From (redirected): https://drive.google.com/uc?id=1-6YUREBaAr5H2TNd4v66feF7-gXtRSTB&confirm=t&uuid=229b4732-3aa4-4923-83db-46c3

# 2. Preprocessing text data
This section defines functions for text preprocessing. Preprocessing steps include:
- Lowercasing
- Replacing symbols and punctuations
- Removing stopwords
- Stemming tokens

The goal is to normalize text data for effective retrieval

In [6]:
from functools import lru_cache
import Stemmer
nltk.download("stopwords", quiet=True)

# ------- Pre Initialization -------
# 1. Compile regex patterns once globally
# 2. Preload stopwords set
# 3. Initialize stemmer

ACRONYM_REGEX = re.compile(r"(?<!\w)\.(?!\d)")
PUNCTUATION_TRANS = str.maketrans("", "", string.punctuation)
STOPWORDS = set(nltk.corpus.stopwords.words('english'))
STEMMER = Stemmer.Stemmer('english')
# ----------------------------------

def preprocess(s):
    """
    Preprocess a string for indexing or querying.

    Args:
        s: The input string.

    Returns:
        A list of preprocessed tokens.
    """

    s = s.lower()
    s = s.replace("&", " and ")
    # normalize quotes and dashes
    s = s.translate(str.maketrans("‘’´“”–-", "'''\"\"--"))
    # remove unnecessary dots in acronyms (but not decimals)
    s = ACRONYM_REGEX.sub("", s)
    # remove punctuation
    s = s.translate(PUNCTUATION_TRANS)
    # strip and remove extra spaces
    s = " ".join(s.split())

    tokens = s.split()
    tokens = [t for t in tokens if t not in STOPWORDS]
    tokens = STEMMER.stemWords(tokens)
    return tokens

In [7]:
def profile(f):
    """
    A decorator that prints the runtime of the decorated function.

    Args:
        f: The function to profile.

    Returns:
        The profiled function.
    """
    def f_timer(*args, **kwargs):
        """
        The profiled function.

        Args:
            *args: The arguments to the function.
            **kwargs: The keyword arguments to the function.

RAW DATA:
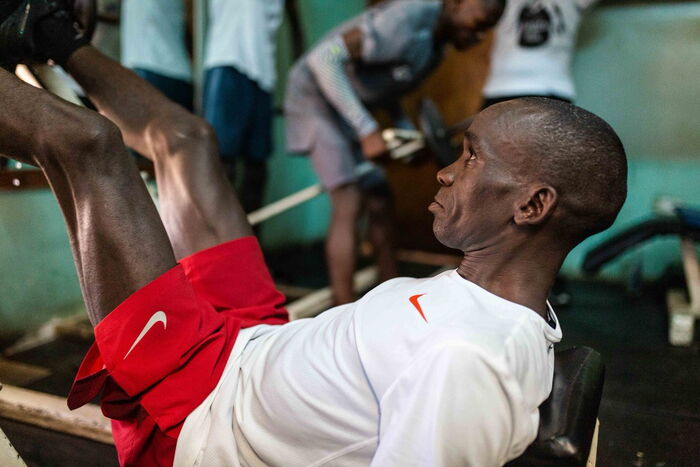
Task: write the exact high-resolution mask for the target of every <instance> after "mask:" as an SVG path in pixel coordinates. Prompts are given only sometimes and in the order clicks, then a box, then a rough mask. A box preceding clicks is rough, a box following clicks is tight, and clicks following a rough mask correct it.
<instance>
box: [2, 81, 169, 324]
mask: <svg viewBox="0 0 700 467" xmlns="http://www.w3.org/2000/svg"><path fill="white" fill-rule="evenodd" d="M0 102H2V112H0V153H1V154H4V155H7V156H10V157H12V158H13V159H17V160H19V161H21V162H24V163H29V164H33V165H36V166H38V167H40V168H41V170H42V171H43V172H44V174H45V175H46V177H47V179H48V180H49V183H50V185H51V189H52V190H53V192H54V194H55V195H56V198H57V200H58V203H59V205H60V207H61V210H62V211H63V215H64V217H65V220H66V225H67V228H68V235H69V238H70V242H71V247H72V249H73V255H74V258H75V263H76V268H77V271H78V276H79V279H80V284H81V287H82V291H83V296H84V298H85V304H86V306H87V310H88V315H89V317H90V321H91V322H92V323H93V325H95V324H97V323H98V322H99V321H100V320H102V318H104V317H105V316H106V315H107V314H108V313H109V312H110V311H111V310H112V309H114V308H115V307H116V306H117V305H119V304H120V303H121V302H122V301H124V299H126V298H127V297H128V296H129V295H130V294H132V293H133V292H135V291H136V290H138V289H140V288H141V287H143V286H144V285H146V284H147V283H149V282H150V281H152V280H153V279H155V278H156V277H158V276H159V275H161V274H163V273H164V272H165V271H167V270H168V269H170V268H172V267H173V266H174V265H175V257H174V255H173V251H172V248H171V246H170V243H169V242H168V237H167V235H166V232H165V229H164V228H163V224H162V223H161V221H160V219H159V217H158V213H157V211H156V208H155V206H154V205H153V202H152V201H151V199H150V196H149V195H148V192H147V191H146V188H145V186H144V184H143V181H142V180H141V177H140V176H139V174H138V170H137V168H136V165H135V163H134V162H133V160H132V159H131V158H130V157H129V156H128V153H127V151H126V148H125V147H124V145H123V143H122V139H121V135H120V134H119V130H118V129H117V128H116V127H115V126H114V125H113V124H112V123H111V122H109V121H108V120H107V119H105V118H103V117H101V116H100V115H98V114H97V113H95V112H92V111H89V110H86V109H83V108H80V107H77V106H74V105H72V104H69V103H67V102H65V101H63V100H61V99H58V98H56V97H54V96H52V95H50V94H49V93H47V92H45V91H42V90H39V89H36V88H33V87H32V86H29V85H27V84H25V83H22V82H21V81H19V80H18V79H17V78H16V77H14V76H13V75H11V74H10V73H7V72H5V71H4V70H2V69H0Z"/></svg>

DIRECTIVE A:
From the text-preprocessing notebook, write out the part starting at "# ------- Pre Initialization" and ending at "STOPWORDS = set(nltk.corpus.stopwords.words('english'))".
DIRECTIVE B:
Summarize the text-preprocessing notebook in two sentences.
DIRECTIVE C:
Pick up the text-preprocessing notebook where it stops and carry it on.
The lines come from a separate source.

ANSWER BOX A:
# ------- Pre Initialization -------
# 1. Compile regex patterns once globally
# 2. Preload stopwords set
# 3. Initialize stemmer

ACRONYM_REGEX = re.compile(r"(?<!\w)\.(?!\d)")
PUNCTUATION_TRANS = str.maketrans("", "", string.punctuation)
STOPWORDS = set(nltk.corpus.stopwords.words('english'))

ANSWER BOX B:
The notebook section defines functions that normalize text data for effective retrieval, through lowercasing, replacing symbols and punctuation, removing stopwords, and stemming tokens. It also starts a profile decorator that prints the runtime of the function it decorates.

ANSWER BOX C:
        Returns:
            The result of the function.
        """
        start = time.time()
        result = f(*args, **kwargs)
        end = time.time()
        ms = (end - start) * 1000
        print(f"{f.__name__} ({ms:.3f} ms)")
        return result
    return f_timer

# 3. Building the inverted index
We create an inverted index to store terms with their respective document IDs and term frequencies.
The `build_index` function processes the dataset and constructs a structure that enables efficient term-based searching across documents

In [8]:
@profile
def build_index(dataset):
    """
    Build an inverted index from a dataset.

    Args:
        dataset: The dataset to index.

    Returns:
        A tuple of:
        - The lexicon, a dictionary mapping terms to term IDs and document frequencies.
        - The inverted index, a dictionary mapping term IDs to lists of document IDs and frequencies.
        - The document index, a list of document IDs and document lengths.
        - The index statistics, a dictionary of statistics.
    """
    lexicon = {}
    doc_index = []
    inv_d, inv_f = {}, {}
    termid = 0

    num_docs = 0
    total_dl = 0
    total_toks = 0
    for docid, doc in tqdm(enumerate(dataset.docs_iter()), desc='Indexing', total=dataset.docs_count()):
        tokens = preprocess(doc.text)
        token_tf = Counter(tokens)
        for token, tf in token_tf.items():
            if token not in lexicon:
                lexicon[token] = [termid, 0, 0]
                inv_d[termid], inv_f[termid] =  [], []
                termid += 1
            token_id = lexicon[token][0]
            inv_d[token_id].append(docid)
            inv_f[token_id].append(tf)
            lexicon[token][1] += 1
            lexicon[token][2] += tf
        doclen = len(tokens)
        doc_index.append((str(doc.doc_id), doclen))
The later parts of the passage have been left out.